═══ Records shown

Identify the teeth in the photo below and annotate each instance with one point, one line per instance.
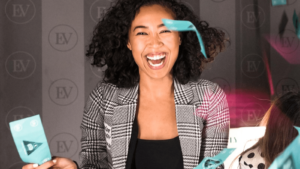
(155, 64)
(156, 57)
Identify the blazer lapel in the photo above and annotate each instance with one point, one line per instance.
(189, 126)
(123, 118)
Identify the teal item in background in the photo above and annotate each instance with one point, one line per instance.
(296, 24)
(181, 26)
(278, 2)
(30, 140)
(290, 157)
(214, 162)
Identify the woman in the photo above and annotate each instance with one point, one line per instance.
(151, 110)
(280, 120)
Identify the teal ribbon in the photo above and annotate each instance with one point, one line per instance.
(181, 26)
(214, 162)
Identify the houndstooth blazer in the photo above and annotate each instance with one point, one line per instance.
(202, 121)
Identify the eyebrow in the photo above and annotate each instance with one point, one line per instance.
(161, 25)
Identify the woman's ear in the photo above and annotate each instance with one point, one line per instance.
(129, 45)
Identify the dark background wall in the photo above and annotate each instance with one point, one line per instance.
(43, 69)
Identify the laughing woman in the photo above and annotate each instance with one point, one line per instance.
(152, 110)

══════

**What is needed**
Your reply should be the entries above, repeated exactly and free of pictures.

**Solution to the exercise**
Identify the teeth in the photo below and annotate each instance with one point, one line per instance.
(155, 64)
(156, 57)
Identify the blazer lapel in the photo above and annotate each instance with one point, one line per instance.
(189, 126)
(123, 118)
Identify the teal item in background in the photo above and annotate each instance with one point, one line per instance.
(296, 24)
(181, 26)
(278, 2)
(30, 140)
(290, 157)
(214, 162)
Identify the woman in the photo above and annotate each instance with one point, one line per instance.
(151, 110)
(280, 120)
Identify the teal ribbon in the photo above and annotate each instance with one point, one line per instance.
(181, 26)
(214, 162)
Identify the houndstooth blazer in the photo above and annotate each instance with one point, one line per instance.
(202, 121)
Identify the eyebrow in the photo above and annotate each instance with one point, one line per instance.
(161, 25)
Identify the woman's ear in the photo above and annotate each instance with one point, one line per instance.
(129, 45)
Identify the dark background wall in the photo above and annotate each instance with one point, one line per instance.
(43, 69)
Identify the laughing woman in the photo above and annotate each instance with one point, one line per instance.
(152, 110)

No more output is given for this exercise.